GIVEN PASSAGE:
* BEGIN *

IMAGINARY: Erin Finley, Linda Martinello, Gwen Ramsay, Hui-Yun Tsai, Niwah Visser
January 22 – February 27, 2005
Work by five Ontario artists who have all graduated
from the Art and Art history program at Sheridan
College and the University of Toronto at Mississauga.
This show of young emerging artists casts a light
on the issues and preoccupations that concern this
new generation of artists.
The large black and white photographs of Niwah
Visser probe the tentative intimacy between a young
girl and her father, alluding to a posture of touch
and gesture as a darker, more discomforting reading
of the implied relationship.
The paintings of Gwen
Ramsay address her infatuation with the overloaded
presentation of
hanging light fixtures displayed in a typical lighting
store. The monochromatic painted
surface and slight use of tonal
contrast create a light ephemeral veil
of obsessive intent.

* END *

MATERIAL:
* BEGIN *

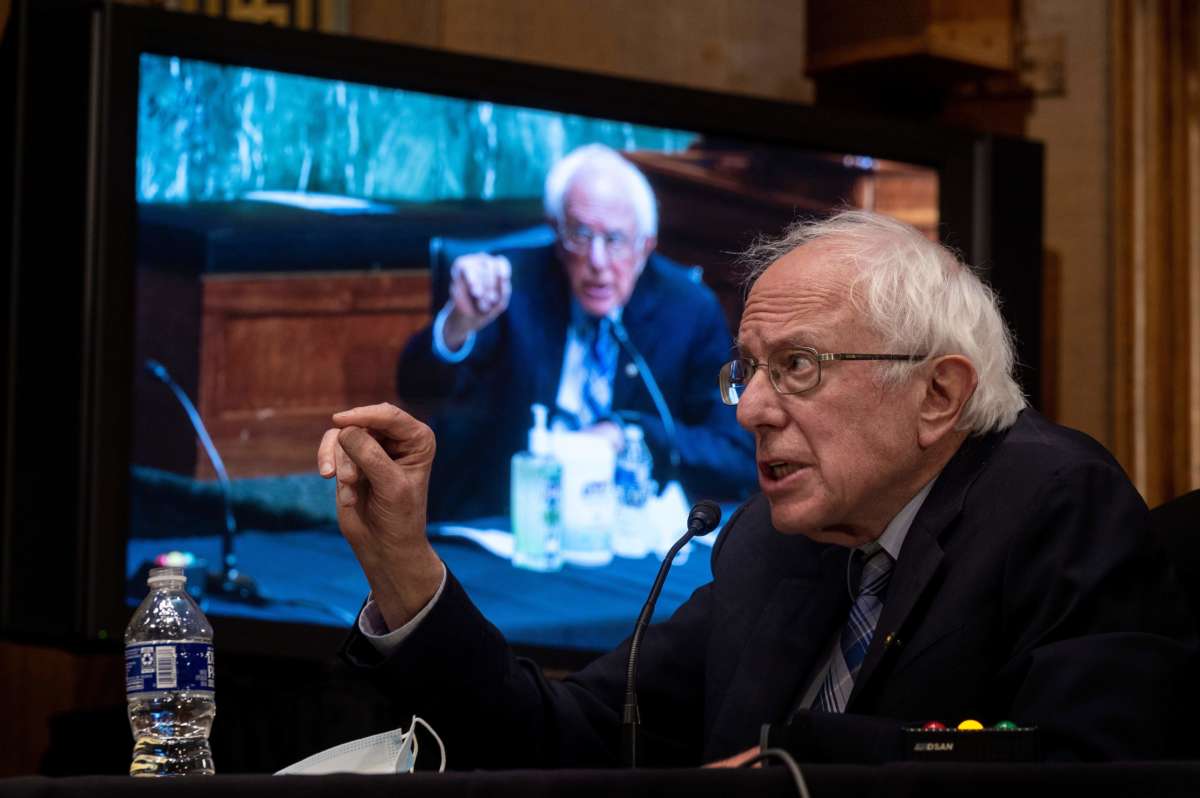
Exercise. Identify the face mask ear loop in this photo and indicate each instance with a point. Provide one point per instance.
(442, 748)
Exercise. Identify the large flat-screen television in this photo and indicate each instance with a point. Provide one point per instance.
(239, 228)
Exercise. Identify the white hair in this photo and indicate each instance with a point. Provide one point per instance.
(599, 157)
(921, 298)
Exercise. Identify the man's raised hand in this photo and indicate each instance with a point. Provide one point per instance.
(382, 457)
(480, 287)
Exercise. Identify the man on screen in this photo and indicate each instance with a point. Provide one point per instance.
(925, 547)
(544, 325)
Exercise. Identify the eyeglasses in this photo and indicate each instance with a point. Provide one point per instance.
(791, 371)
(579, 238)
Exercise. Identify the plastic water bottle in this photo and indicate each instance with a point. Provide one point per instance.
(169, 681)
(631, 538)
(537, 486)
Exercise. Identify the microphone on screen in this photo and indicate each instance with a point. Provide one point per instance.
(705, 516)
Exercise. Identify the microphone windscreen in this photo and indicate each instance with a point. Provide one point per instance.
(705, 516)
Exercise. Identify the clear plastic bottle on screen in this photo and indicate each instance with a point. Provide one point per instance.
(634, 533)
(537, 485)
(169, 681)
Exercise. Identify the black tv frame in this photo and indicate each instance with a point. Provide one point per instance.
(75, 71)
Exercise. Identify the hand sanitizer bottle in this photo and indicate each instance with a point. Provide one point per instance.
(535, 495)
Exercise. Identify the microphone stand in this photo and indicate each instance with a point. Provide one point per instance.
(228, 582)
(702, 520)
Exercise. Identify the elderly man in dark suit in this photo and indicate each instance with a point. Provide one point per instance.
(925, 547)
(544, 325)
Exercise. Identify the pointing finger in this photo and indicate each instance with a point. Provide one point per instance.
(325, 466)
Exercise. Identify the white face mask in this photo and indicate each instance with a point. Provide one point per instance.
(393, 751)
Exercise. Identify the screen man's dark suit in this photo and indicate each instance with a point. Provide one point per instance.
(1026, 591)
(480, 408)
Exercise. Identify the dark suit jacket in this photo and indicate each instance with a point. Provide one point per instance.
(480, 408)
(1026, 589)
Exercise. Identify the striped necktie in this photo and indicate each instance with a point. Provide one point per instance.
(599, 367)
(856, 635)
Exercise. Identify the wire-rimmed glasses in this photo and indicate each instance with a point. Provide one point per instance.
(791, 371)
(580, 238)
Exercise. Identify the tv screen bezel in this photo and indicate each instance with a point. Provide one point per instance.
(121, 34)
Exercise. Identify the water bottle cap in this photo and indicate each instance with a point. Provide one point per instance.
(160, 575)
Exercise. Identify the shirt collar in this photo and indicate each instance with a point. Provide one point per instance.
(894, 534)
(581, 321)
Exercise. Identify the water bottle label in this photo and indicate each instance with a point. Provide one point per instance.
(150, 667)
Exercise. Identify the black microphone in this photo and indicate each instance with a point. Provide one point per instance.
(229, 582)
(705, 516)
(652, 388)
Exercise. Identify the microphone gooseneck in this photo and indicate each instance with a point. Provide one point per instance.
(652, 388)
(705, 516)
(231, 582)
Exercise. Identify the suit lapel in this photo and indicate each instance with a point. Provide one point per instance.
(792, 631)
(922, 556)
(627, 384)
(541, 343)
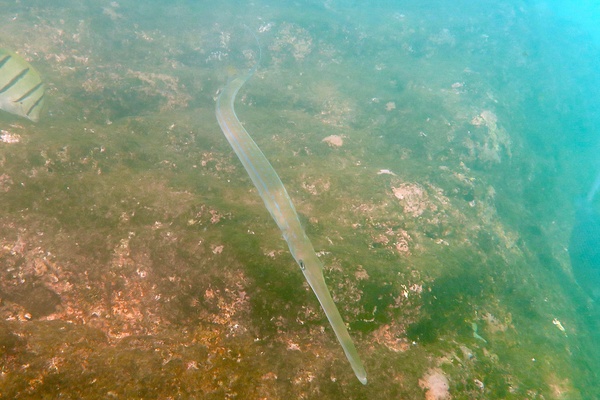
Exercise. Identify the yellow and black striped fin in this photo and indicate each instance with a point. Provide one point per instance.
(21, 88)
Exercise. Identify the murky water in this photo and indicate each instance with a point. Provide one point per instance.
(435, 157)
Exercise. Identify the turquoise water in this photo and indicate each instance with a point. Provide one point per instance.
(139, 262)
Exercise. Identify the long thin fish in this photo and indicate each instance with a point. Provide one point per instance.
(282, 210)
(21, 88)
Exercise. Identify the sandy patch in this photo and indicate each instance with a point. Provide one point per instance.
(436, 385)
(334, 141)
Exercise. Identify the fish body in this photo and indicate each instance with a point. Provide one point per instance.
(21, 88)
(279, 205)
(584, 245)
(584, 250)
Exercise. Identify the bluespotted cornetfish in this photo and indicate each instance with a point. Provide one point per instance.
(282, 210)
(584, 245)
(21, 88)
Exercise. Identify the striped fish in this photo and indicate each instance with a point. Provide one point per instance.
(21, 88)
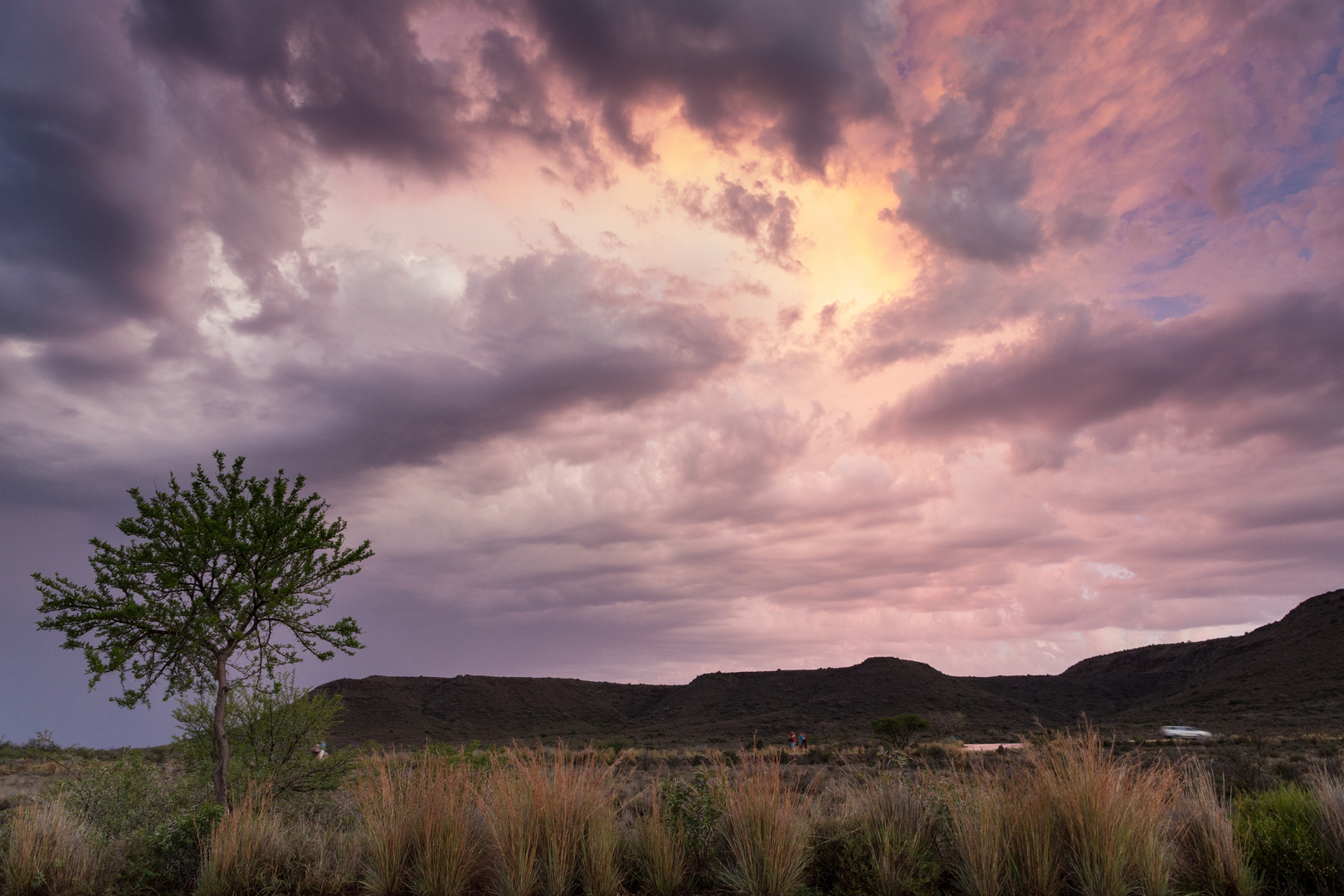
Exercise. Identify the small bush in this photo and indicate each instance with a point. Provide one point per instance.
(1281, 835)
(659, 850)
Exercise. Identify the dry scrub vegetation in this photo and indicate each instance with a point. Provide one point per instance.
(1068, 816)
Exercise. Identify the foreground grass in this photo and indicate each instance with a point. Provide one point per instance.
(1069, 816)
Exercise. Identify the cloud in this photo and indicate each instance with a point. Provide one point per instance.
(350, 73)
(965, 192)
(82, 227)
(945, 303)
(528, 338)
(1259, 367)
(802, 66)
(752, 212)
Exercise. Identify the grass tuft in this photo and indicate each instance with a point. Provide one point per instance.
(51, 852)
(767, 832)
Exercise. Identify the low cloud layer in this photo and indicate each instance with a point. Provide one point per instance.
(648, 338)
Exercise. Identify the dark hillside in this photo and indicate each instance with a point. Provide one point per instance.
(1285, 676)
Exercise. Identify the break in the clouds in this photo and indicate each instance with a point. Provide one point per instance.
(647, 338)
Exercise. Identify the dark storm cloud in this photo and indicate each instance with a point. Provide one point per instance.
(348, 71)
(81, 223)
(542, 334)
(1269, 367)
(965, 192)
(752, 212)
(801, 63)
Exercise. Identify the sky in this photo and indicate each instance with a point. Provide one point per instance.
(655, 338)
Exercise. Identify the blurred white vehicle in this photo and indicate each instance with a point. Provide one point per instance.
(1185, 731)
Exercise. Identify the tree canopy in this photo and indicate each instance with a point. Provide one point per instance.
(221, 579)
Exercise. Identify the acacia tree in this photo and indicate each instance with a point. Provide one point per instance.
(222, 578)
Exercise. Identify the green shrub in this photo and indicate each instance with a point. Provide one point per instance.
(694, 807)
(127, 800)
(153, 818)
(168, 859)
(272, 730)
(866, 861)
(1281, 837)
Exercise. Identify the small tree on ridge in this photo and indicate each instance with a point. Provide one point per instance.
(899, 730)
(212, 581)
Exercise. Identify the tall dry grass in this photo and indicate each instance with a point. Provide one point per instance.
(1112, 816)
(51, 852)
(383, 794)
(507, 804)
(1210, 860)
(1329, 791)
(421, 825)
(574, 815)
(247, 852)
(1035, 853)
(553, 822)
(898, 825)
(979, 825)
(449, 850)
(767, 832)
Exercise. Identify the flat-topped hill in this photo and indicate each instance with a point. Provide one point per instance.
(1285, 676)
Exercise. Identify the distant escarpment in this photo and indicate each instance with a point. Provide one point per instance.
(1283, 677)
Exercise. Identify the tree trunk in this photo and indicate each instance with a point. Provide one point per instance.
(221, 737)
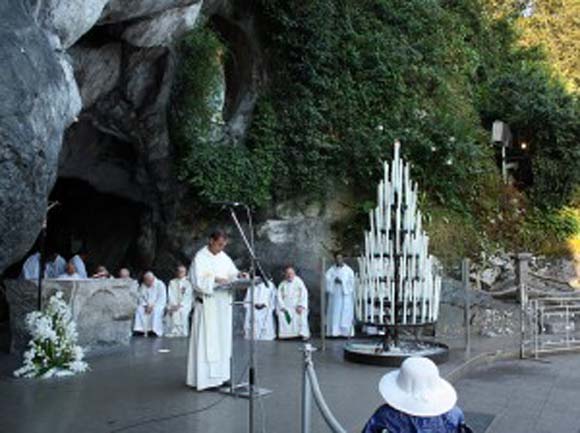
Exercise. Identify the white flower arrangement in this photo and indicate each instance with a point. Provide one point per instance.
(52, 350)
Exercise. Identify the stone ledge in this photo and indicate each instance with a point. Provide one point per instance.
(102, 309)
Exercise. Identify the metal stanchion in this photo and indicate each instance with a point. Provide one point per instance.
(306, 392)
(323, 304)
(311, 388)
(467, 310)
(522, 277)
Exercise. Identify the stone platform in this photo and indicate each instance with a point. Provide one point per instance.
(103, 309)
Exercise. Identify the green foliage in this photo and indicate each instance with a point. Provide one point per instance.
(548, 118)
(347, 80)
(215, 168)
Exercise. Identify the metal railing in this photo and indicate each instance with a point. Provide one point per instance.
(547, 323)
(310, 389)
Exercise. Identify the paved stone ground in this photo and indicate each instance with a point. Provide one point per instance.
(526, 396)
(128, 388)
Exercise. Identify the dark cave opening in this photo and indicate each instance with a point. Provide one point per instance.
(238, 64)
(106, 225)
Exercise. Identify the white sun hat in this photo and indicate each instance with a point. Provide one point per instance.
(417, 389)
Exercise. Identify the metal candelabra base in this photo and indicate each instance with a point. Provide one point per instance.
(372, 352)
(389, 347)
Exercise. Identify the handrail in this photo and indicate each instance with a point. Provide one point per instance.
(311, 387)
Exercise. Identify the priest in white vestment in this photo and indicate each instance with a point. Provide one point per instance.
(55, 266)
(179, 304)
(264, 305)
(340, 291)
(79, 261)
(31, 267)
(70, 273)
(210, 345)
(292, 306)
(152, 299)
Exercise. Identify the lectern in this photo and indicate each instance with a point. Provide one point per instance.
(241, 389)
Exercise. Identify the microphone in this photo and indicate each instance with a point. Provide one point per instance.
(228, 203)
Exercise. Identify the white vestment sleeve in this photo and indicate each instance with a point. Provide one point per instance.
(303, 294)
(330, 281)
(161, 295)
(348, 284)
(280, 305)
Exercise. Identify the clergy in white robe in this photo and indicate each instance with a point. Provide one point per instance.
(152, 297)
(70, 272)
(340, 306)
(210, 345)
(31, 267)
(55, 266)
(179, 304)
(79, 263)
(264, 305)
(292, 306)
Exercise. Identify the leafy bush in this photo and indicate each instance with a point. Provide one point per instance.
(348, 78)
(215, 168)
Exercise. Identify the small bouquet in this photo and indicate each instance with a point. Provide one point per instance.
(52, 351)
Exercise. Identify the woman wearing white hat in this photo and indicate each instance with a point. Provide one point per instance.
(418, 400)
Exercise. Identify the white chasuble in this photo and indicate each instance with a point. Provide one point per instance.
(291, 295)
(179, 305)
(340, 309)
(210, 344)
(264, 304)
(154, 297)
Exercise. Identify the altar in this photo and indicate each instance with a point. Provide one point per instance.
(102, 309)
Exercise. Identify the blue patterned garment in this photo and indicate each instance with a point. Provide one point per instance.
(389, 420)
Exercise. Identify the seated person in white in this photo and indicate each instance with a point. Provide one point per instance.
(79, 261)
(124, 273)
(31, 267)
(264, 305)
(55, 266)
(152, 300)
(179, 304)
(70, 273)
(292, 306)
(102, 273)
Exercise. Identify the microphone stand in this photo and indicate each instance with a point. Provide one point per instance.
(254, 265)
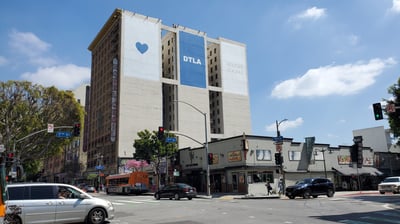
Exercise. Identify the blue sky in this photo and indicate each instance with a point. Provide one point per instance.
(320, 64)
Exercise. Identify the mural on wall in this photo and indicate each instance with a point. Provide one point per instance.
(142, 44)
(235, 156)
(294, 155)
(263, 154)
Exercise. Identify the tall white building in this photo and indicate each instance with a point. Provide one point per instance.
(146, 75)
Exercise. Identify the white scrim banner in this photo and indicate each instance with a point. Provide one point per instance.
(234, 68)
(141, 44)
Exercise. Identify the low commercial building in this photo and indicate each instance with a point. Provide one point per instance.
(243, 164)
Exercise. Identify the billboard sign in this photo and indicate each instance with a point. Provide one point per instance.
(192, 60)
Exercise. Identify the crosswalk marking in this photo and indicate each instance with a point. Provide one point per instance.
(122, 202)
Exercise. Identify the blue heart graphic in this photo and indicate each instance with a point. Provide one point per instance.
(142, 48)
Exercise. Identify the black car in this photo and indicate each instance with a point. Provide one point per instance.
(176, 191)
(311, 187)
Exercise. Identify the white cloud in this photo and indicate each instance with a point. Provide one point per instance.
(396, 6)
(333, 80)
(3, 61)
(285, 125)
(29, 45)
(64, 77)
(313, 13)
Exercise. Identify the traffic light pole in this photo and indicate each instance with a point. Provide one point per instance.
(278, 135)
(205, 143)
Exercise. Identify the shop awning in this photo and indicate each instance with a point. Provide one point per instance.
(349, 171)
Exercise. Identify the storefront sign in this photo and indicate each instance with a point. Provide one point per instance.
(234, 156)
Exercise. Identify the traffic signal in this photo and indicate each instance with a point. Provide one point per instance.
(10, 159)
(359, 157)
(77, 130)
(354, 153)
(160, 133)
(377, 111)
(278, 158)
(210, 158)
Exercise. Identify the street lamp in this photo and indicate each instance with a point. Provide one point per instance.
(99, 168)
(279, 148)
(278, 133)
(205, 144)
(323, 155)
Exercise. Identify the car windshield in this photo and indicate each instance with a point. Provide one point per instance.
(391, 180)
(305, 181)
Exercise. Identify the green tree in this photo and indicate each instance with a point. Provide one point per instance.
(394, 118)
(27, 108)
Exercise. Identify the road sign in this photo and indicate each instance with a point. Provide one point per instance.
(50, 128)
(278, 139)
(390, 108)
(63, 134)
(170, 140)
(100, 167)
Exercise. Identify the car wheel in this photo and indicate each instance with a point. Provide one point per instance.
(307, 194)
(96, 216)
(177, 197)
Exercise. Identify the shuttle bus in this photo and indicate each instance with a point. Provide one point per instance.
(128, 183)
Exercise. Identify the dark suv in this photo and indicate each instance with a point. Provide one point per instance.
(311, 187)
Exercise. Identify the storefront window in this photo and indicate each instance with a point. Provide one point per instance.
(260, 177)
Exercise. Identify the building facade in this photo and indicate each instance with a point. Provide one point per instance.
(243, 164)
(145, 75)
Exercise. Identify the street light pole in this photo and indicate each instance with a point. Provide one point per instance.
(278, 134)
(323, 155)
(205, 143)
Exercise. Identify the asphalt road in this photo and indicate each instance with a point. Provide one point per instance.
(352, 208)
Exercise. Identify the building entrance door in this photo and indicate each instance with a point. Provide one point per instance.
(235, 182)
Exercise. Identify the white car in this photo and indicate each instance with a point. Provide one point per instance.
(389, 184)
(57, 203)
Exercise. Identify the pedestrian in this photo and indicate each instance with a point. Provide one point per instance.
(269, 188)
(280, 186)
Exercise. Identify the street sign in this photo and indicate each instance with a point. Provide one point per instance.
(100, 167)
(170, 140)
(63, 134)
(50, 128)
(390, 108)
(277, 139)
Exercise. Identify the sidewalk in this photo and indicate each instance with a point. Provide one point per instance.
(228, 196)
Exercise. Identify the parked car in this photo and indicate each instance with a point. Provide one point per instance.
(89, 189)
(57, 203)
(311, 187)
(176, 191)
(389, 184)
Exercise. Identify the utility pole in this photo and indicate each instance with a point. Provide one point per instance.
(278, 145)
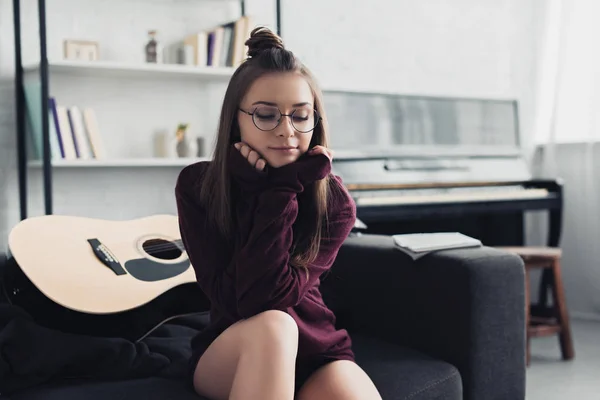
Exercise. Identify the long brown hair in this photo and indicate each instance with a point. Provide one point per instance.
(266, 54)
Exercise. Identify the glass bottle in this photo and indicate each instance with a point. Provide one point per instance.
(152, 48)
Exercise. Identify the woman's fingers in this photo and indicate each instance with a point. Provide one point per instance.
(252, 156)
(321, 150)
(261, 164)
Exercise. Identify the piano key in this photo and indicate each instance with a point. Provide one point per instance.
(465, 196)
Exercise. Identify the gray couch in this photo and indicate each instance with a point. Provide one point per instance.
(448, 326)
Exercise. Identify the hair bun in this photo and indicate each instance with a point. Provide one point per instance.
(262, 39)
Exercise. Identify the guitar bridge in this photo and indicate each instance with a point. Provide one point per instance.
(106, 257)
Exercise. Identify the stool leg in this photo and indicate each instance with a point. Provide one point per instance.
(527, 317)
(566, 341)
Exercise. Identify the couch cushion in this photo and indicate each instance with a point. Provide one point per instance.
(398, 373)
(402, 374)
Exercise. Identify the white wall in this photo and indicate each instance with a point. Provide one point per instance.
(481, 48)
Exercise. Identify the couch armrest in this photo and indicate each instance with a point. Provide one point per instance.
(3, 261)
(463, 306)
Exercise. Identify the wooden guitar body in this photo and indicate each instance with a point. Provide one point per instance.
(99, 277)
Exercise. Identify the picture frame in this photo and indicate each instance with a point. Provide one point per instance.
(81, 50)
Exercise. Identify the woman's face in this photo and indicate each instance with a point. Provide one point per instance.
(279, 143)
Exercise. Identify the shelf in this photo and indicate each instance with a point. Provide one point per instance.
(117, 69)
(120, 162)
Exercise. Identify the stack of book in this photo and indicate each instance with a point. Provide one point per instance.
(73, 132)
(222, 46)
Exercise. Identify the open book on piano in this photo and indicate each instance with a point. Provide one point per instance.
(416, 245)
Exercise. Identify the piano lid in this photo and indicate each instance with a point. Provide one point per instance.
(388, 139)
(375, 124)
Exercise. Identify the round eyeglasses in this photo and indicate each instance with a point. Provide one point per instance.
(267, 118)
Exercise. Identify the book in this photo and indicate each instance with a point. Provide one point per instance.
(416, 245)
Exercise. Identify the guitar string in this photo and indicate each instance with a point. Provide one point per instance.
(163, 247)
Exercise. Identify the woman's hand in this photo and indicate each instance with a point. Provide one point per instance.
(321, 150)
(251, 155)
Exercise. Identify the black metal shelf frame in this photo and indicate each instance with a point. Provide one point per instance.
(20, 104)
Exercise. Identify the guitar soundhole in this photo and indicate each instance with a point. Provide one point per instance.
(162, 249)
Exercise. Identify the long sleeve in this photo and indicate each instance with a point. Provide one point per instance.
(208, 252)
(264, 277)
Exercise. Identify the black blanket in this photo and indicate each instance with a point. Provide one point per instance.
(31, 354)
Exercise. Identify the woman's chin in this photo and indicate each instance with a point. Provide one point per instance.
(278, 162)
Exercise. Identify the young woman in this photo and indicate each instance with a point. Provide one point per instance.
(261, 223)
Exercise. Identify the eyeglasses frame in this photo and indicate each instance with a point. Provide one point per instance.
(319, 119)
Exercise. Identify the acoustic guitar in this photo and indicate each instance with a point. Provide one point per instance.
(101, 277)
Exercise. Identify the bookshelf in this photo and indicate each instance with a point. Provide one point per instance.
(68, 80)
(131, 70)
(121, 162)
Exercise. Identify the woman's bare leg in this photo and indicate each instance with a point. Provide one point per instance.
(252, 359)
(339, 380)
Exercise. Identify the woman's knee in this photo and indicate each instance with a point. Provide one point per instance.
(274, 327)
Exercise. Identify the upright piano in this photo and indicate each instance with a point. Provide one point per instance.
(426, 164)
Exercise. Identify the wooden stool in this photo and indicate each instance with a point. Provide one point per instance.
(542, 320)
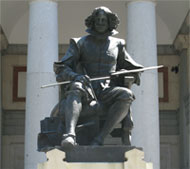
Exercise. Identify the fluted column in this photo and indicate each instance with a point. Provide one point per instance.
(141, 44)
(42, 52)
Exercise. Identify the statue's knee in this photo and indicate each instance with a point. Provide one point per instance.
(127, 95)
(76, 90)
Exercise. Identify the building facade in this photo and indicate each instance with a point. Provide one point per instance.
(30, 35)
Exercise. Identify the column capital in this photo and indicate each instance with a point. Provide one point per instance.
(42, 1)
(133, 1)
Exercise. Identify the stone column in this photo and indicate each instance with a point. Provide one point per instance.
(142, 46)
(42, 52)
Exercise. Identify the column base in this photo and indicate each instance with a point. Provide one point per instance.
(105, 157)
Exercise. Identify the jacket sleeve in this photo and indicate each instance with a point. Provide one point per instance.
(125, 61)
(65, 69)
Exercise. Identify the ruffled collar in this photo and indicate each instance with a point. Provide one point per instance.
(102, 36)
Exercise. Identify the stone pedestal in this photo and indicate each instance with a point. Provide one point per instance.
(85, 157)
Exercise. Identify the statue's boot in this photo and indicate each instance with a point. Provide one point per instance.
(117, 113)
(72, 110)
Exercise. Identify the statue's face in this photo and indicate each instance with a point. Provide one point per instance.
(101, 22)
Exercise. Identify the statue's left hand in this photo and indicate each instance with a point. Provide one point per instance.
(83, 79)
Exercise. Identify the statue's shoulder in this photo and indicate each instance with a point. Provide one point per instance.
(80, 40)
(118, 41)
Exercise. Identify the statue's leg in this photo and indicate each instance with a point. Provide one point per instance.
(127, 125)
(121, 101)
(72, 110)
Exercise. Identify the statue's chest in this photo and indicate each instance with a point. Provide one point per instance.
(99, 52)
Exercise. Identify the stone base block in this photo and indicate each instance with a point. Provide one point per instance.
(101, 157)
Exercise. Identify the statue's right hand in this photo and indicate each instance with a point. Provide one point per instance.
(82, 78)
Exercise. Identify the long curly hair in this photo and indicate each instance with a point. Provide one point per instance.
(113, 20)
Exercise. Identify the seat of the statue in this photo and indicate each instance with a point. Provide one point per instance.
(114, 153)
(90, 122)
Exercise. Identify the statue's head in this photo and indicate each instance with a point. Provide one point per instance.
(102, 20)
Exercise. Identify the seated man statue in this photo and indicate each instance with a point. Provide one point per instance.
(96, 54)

* END *

TASK GOAL: Extend the exhibition description from its final sentence onward, in the same style.

EXERCISE ANSWER:
Erin Finley's paintings explore
the legend of Nadia Nefariously, a
punk rock star who died in 1982. The artist
introduces the viewer into a world of blacks, reds
and pinks, themselves a somewhat punk gesture of
visually jarring theatricality, provocatively playing
with the parameters of jovial sexuality and good taste.
Linda Martinello assembles her
canvases from the detritus of her everyday life,
not unlike Dylan
Thomas’s “the fag ends of one man’s
year”. The rich,
shimmering surface is opulent and yet contains factual
discards, such as of streetcar tickets, that are layered
as archeology within the canvas. Fruit is also a trailing
motif that imbues the canvas with the hierarchy of
its own particular palette, dictating the whole colour
code from ripe to rotten as a limitation of possibility.
Hui-Yun Tsai paints from the romantic memory
of place and time, layering exotic architectural forms
as a stage set, enacting her own particular drama.
A
tree entwined within a windowed wall that defies
spatial logic approaches the mythic, climbing into
the sun of its own mythology.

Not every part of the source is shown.